A Few Good Men
But was it all a myth? Revisionist historians have recently accused the imperial civil servants of sins ranging from selfishness to incompetence in dealing with famines. Now, British historian David Gilmour has risen to the defense of the ICS with his new book, The Ruling Caste: Imperial Lives in the Victorian Raj. Gilmour has already written monumental biographies of two of the most controversial figures of the Raj—the writer Rudyard Kipling and the viceroy Lord Curzon. His latest work aims to rebut the revisionist attacks and provide a more flattering group portrait of the men who ruled the Raj.
Lord Dalhousie, one of the Governors-General of India, observed that while a "member of the Civil Service in England is a clerk, a member of the Civil Service in India may be a proconsul." After passing an entrance exam in England when they were no older than 19 (the age limit, introduced in the late 1870s, was eventually raised to 23), ICS officers were soon shipped off to India's far-flung provinces to be part of what Prime Minister David Lloyd George called "the steel frame" that held the Raj together. The ICS officer was one part taxman, responsible for collecting the tolls and revenues due to the Raj from his district, and one part magistrate, settling his district's legal disputes, which might range from petty theft to murder. In addition, he was in charge of "forests, roads, schools, hospitals, fences, canals and agriculture," writes Gilmour. "And on top of all this, he also had to keep himself accessible, to allow people to come and sit on his verandah and 'pay their respects' and hand in their petitions." It was a tremendously diverse workload, and the ICS men had little formal training to prepare for it. They learned fast, and had to rely on instinct and common sense.

*What the exercise asks:* Reproduce the passage about the Indian Civil Service word for word, from "A Few Good Men" to "ruled the Raj.".

*Information shown:*

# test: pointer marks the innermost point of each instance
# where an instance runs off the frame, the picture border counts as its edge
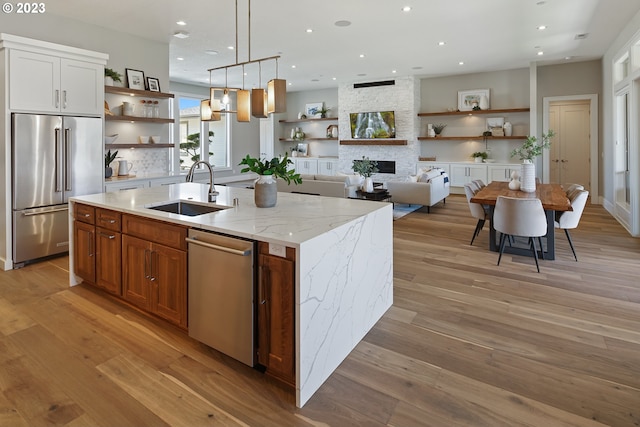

*Expected answer:*
A Few Good Men
But was it all a myth? Revisionist historians have recently accused the imperial civil servants of sins ranging from selfishness to incompetence in dealing with famines. Now, British historian David Gilmour has risen to the defense of the ICS with his new book, The Ruling Caste: Imperial Lives in the Victorian Raj. Gilmour has already written monumental biographies of two of the most controversial figures of the Raj—the writer Rudyard Kipling and the viceroy Lord Curzon. His latest work aims to rebut the revisionist attacks and provide a more flattering group portrait of the men who ruled the Raj.